---------- EXERCISE MATERIALS ----------

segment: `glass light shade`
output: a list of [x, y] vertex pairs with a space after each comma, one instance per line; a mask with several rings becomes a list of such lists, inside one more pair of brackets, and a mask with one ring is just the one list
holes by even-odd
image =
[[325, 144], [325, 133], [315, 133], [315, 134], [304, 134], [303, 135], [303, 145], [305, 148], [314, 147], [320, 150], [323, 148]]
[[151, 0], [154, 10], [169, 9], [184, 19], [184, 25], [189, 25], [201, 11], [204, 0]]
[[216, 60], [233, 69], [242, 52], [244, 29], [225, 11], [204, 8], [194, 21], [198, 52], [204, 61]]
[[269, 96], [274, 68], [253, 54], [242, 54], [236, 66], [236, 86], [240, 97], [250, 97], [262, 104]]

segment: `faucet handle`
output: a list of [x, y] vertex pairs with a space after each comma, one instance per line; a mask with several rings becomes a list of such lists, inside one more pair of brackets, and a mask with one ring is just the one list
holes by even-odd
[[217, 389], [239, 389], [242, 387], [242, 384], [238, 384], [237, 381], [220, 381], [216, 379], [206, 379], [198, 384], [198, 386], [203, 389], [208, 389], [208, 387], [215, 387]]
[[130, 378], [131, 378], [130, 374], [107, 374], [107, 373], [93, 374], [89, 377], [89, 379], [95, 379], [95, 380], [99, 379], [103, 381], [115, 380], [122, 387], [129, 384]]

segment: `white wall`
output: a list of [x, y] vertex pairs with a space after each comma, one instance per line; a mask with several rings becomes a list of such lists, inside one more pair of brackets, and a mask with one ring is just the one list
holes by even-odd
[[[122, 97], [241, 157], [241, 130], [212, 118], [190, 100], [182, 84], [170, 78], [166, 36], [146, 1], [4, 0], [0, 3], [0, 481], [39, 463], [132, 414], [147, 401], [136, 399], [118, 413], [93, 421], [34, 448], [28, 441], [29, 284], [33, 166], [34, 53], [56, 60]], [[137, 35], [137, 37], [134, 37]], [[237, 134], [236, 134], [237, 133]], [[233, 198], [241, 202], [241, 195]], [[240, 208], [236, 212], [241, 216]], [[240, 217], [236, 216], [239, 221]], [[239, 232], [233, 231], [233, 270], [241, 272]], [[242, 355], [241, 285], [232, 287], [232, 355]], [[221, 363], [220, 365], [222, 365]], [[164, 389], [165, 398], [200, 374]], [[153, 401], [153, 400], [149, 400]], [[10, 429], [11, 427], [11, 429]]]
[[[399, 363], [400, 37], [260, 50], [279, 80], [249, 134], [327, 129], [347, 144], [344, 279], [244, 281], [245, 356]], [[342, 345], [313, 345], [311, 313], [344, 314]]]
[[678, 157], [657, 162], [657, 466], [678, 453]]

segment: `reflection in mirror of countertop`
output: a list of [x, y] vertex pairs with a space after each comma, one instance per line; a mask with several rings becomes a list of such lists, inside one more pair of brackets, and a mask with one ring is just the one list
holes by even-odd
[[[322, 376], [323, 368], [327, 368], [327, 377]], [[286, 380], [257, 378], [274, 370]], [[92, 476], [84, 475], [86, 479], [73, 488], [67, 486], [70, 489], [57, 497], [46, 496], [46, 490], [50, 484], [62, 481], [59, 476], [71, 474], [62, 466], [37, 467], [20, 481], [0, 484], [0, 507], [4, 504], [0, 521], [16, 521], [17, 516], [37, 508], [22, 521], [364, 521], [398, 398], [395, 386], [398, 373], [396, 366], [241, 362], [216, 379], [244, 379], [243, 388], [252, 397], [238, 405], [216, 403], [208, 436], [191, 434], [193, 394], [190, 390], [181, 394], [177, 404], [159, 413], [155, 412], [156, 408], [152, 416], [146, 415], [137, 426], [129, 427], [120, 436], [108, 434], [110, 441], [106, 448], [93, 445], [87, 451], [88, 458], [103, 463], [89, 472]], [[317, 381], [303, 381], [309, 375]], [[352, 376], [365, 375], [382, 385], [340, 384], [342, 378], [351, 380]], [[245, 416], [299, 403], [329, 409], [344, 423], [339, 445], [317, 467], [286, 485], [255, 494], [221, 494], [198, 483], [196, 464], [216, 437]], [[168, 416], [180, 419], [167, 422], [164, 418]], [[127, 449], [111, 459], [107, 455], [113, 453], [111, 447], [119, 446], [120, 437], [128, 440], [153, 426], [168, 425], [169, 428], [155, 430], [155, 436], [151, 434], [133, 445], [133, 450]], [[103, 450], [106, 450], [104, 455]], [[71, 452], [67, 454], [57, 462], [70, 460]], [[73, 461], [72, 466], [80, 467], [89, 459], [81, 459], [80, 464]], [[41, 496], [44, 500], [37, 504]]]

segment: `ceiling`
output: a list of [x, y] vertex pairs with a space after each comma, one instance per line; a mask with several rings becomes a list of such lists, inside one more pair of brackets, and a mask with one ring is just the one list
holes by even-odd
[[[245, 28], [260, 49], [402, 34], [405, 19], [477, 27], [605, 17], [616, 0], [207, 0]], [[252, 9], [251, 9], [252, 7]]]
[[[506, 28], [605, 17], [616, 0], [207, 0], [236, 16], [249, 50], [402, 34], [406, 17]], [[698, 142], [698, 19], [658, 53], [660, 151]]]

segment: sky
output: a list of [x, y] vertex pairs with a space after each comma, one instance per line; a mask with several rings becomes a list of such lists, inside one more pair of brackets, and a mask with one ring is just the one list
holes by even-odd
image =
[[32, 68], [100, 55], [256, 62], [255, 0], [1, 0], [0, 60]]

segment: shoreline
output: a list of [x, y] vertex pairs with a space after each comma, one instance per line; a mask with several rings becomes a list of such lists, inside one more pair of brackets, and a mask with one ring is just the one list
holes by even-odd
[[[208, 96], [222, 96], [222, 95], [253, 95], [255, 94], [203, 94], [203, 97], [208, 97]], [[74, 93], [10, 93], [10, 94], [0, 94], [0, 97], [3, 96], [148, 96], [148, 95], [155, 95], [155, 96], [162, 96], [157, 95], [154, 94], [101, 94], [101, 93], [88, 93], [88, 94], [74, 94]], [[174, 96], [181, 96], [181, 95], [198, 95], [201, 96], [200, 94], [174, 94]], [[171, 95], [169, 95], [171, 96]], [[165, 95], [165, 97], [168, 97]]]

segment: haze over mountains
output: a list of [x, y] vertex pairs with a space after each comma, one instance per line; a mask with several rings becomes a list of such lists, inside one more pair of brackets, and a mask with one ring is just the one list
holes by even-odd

----------

### YOUR TASK:
Update the data above so that every occurrence of "one instance per line" becomes "one mask per line", leaving everything else as it is.

### FINISHED ANSWER:
segment: `glass light shade`
output: a list of [x, y] vertex pairs with a space after each comma, one mask per line; a mask with several rings becomes a list of such lists, inside one more pair of brackets, and a mask with one ring is just the one list
holes by even-odd
image =
[[325, 144], [325, 133], [315, 133], [315, 134], [304, 134], [303, 135], [303, 145], [305, 148], [314, 147], [320, 150], [323, 148]]
[[151, 0], [154, 10], [169, 9], [184, 19], [184, 25], [189, 25], [201, 11], [204, 0]]
[[216, 60], [233, 69], [242, 52], [244, 29], [225, 11], [204, 8], [194, 21], [198, 52], [204, 61]]
[[269, 96], [274, 68], [253, 54], [242, 54], [236, 66], [236, 86], [240, 97], [250, 97], [262, 104]]

segment: `faucet handle`
output: a list of [x, y] vertex pairs with a space after each comma, one mask per line; a mask with several rings becomes a list of such lists, inside one more pair of brackets, and a mask with one ring is just the one list
holes by even-odd
[[217, 389], [239, 389], [242, 387], [242, 384], [238, 384], [237, 381], [220, 381], [216, 379], [206, 379], [198, 384], [198, 386], [203, 389], [208, 389], [208, 387], [215, 387]]
[[130, 378], [131, 378], [130, 374], [107, 374], [107, 373], [93, 374], [89, 377], [89, 379], [95, 379], [95, 380], [99, 379], [103, 381], [115, 380], [122, 387], [129, 384]]

segment: `white wall`
output: a list of [x, y] vertex pairs with a space after each comma, one mask per line; a mask with several rings becomes a list of such lists, inside one more pair of brackets, and a mask with one ring is just the one list
holes by even-odd
[[[122, 97], [241, 157], [241, 130], [212, 118], [190, 100], [182, 84], [170, 78], [166, 36], [146, 1], [4, 0], [0, 3], [0, 481], [39, 463], [132, 414], [147, 401], [136, 399], [118, 413], [93, 421], [34, 448], [28, 441], [29, 284], [33, 166], [34, 53], [56, 60]], [[137, 35], [137, 37], [134, 37]], [[237, 134], [236, 134], [237, 133]], [[233, 198], [241, 202], [241, 195]], [[240, 208], [236, 212], [241, 216]], [[240, 217], [236, 216], [239, 221]], [[239, 232], [233, 231], [233, 270], [241, 272]], [[242, 355], [241, 285], [232, 287], [232, 355]], [[221, 363], [220, 365], [222, 365]], [[164, 389], [165, 398], [200, 374]], [[153, 401], [153, 400], [149, 400]], [[10, 429], [11, 427], [11, 429]]]
[[[399, 363], [400, 37], [260, 50], [279, 80], [249, 134], [327, 129], [347, 144], [344, 279], [244, 281], [245, 356]], [[342, 345], [313, 345], [311, 313], [344, 314]]]
[[678, 157], [657, 162], [657, 466], [678, 453]]

segment: `reflection in mirror of countertop`
output: a list of [x, y] vertex pairs with a space after each comma, one mask per line; a mask with several rings becomes a list of such lists, inside one more pair of brackets, and a mask with one ring is just the one list
holes by even-odd
[[[322, 376], [323, 368], [327, 368], [327, 377]], [[286, 380], [257, 378], [274, 370]], [[92, 476], [84, 475], [86, 479], [73, 488], [67, 486], [70, 489], [57, 497], [46, 496], [46, 490], [50, 484], [62, 481], [59, 476], [71, 474], [62, 466], [37, 467], [20, 481], [0, 484], [0, 507], [4, 504], [0, 521], [16, 521], [17, 516], [37, 508], [22, 521], [364, 521], [398, 398], [395, 386], [398, 373], [396, 366], [241, 362], [216, 379], [244, 379], [243, 388], [252, 397], [238, 405], [216, 403], [208, 436], [191, 434], [193, 394], [190, 390], [181, 394], [177, 404], [159, 413], [155, 412], [156, 408], [152, 416], [146, 415], [137, 426], [129, 427], [120, 436], [108, 434], [110, 441], [106, 448], [93, 445], [87, 451], [88, 458], [103, 463], [89, 472]], [[317, 381], [303, 381], [309, 375]], [[352, 376], [365, 375], [382, 385], [340, 384], [342, 378], [351, 380]], [[245, 416], [299, 403], [329, 409], [344, 423], [339, 445], [317, 467], [286, 485], [255, 494], [221, 494], [198, 483], [196, 464], [216, 437]], [[168, 416], [180, 419], [167, 422], [164, 418]], [[127, 449], [111, 459], [107, 455], [113, 453], [111, 447], [119, 446], [120, 437], [128, 440], [153, 426], [168, 425], [169, 428], [155, 430], [155, 436], [151, 434], [133, 445], [133, 450]], [[103, 450], [106, 450], [104, 455]], [[71, 452], [67, 454], [57, 462], [70, 460]], [[73, 461], [72, 466], [80, 467], [89, 459], [81, 459], [80, 464]], [[41, 496], [44, 500], [37, 504]]]

segment: `ceiling`
output: a list of [x, y] vertex pairs with a space after each comma, one mask per line; a mask with several rings becomes a list of such lists, inside one more pair of brackets, and a mask with one ring is just the one list
holes by even-odd
[[[245, 28], [260, 49], [402, 34], [405, 19], [477, 27], [605, 17], [616, 0], [207, 0]], [[252, 9], [251, 9], [252, 7]]]
[[[506, 28], [605, 17], [616, 0], [207, 0], [236, 16], [249, 50], [402, 34], [406, 17]], [[698, 142], [698, 19], [658, 53], [660, 151]]]

segment: sky
output: a list of [x, y] vertex pairs with a space after each comma, one mask per line; a mask with several rings becomes a list of such lists, inside one more pair of brackets, and a mask with one ring is just the one list
holes by even-odd
image =
[[32, 68], [100, 55], [256, 62], [255, 0], [1, 0], [0, 60]]

segment: shoreline
output: a list of [x, y] vertex pairs with a space after each comma, one mask per line; a mask with several rings becomes a list of such lists, inside one more pair of brackets, and a mask with one ring is just the one list
holes by even-odd
[[[208, 96], [222, 96], [222, 95], [253, 95], [255, 94], [203, 94], [203, 97], [208, 97]], [[74, 93], [10, 93], [10, 94], [0, 94], [0, 97], [3, 96], [148, 96], [148, 95], [155, 95], [155, 96], [162, 96], [157, 95], [154, 94], [101, 94], [101, 93], [88, 93], [88, 94], [74, 94]], [[174, 96], [181, 96], [181, 95], [198, 95], [201, 96], [200, 94], [174, 94]], [[171, 95], [169, 95], [171, 96]], [[165, 95], [165, 97], [168, 97]]]

segment: haze over mountains
output: a list of [x, y] vertex pairs with a space after each comma, one mask per line; a mask with several rings becomes a list of such lists, inside one more pair of brackets, and a mask with one ring is just the one list
holes by even-odd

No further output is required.